(Records)
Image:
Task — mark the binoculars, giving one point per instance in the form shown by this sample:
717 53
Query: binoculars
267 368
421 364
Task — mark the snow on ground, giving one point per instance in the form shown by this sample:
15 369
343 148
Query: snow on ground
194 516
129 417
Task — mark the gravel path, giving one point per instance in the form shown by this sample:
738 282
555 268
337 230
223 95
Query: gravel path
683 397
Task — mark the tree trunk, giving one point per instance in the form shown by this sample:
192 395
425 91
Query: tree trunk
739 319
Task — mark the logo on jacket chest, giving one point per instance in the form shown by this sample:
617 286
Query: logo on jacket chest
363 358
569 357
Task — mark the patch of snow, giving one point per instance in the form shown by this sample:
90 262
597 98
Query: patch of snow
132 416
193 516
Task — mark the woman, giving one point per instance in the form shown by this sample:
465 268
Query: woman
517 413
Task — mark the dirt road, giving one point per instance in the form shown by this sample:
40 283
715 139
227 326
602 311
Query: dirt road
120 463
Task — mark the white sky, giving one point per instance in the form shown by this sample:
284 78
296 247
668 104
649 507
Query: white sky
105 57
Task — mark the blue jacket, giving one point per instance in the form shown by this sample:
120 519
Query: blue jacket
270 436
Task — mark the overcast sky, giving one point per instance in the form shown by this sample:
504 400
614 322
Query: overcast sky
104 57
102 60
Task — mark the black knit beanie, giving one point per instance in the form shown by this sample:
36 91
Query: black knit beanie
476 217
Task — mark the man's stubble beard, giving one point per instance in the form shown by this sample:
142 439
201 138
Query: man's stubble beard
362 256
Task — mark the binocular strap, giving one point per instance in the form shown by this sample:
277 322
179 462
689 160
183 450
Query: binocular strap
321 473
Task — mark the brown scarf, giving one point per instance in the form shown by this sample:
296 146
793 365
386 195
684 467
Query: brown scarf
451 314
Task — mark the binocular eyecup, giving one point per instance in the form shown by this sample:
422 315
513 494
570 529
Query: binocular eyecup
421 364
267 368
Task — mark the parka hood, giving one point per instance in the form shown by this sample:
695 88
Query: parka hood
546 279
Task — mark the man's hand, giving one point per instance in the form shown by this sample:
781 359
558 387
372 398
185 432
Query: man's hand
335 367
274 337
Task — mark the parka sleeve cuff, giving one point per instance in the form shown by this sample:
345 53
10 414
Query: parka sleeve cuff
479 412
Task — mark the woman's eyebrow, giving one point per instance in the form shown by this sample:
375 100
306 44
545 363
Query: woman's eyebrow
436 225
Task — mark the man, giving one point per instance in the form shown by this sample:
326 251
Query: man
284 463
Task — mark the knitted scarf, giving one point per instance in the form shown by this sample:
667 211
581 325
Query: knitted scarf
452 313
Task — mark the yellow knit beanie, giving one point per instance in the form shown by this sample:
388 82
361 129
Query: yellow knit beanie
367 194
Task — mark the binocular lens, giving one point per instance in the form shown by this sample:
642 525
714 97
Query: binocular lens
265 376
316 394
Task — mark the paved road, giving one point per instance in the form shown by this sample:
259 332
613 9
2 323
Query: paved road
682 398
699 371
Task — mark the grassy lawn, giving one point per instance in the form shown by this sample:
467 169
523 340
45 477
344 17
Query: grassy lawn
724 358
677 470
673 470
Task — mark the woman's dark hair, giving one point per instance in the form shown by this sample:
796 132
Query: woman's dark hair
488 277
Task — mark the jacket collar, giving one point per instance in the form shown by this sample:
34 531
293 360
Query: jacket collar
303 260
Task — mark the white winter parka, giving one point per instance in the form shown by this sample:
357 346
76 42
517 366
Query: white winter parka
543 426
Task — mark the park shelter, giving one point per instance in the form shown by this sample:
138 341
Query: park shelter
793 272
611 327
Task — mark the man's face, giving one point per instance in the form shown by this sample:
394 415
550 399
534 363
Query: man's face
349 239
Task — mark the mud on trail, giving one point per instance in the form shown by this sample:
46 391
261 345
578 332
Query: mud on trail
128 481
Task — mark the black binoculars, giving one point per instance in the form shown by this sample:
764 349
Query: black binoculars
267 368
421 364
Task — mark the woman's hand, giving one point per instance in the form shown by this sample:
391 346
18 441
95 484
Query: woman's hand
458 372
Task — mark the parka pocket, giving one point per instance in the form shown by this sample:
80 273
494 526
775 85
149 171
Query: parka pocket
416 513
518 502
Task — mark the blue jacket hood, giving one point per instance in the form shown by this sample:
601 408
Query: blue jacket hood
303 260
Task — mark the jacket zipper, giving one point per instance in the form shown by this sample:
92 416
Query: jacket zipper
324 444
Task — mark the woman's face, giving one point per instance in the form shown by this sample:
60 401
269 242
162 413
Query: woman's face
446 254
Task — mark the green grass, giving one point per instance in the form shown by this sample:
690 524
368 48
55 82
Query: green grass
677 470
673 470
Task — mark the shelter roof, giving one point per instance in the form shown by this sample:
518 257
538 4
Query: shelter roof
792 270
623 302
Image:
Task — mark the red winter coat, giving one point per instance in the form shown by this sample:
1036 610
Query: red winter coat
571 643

--- TASK GOAL ---
Write the lines out exactly, from the one with "Task — mark the blue jacket hood, giving" down to the last line of the listing, and leave out all others.

--- WRITTEN ANSWER ---
Task — mark the blue jacket hood, giving one point per instance in the form shown by this sample:
601 408
Query: blue jacket hood
303 260
Task — mark the jacket zipper, giving one point per instance in the form shown by this sample:
92 416
Query: jacket zipper
324 444
Task — mark the woman's face, giving one point per instance in the form shown by this sample:
60 401
269 242
162 413
Query: woman's face
446 254
Task — mark the green grass, giving one point per instance in the form shown by this sample:
690 524
368 48
55 82
Query: green grass
677 470
673 470
Task — mark the shelter roof, giving one point per instance in the form shown by this sample:
518 257
538 4
Query: shelter roof
792 270
623 302
Image:
Task — mark the red winter coat, giving one point per instance in the form shown by this sample:
1036 610
Query: red winter coat
571 643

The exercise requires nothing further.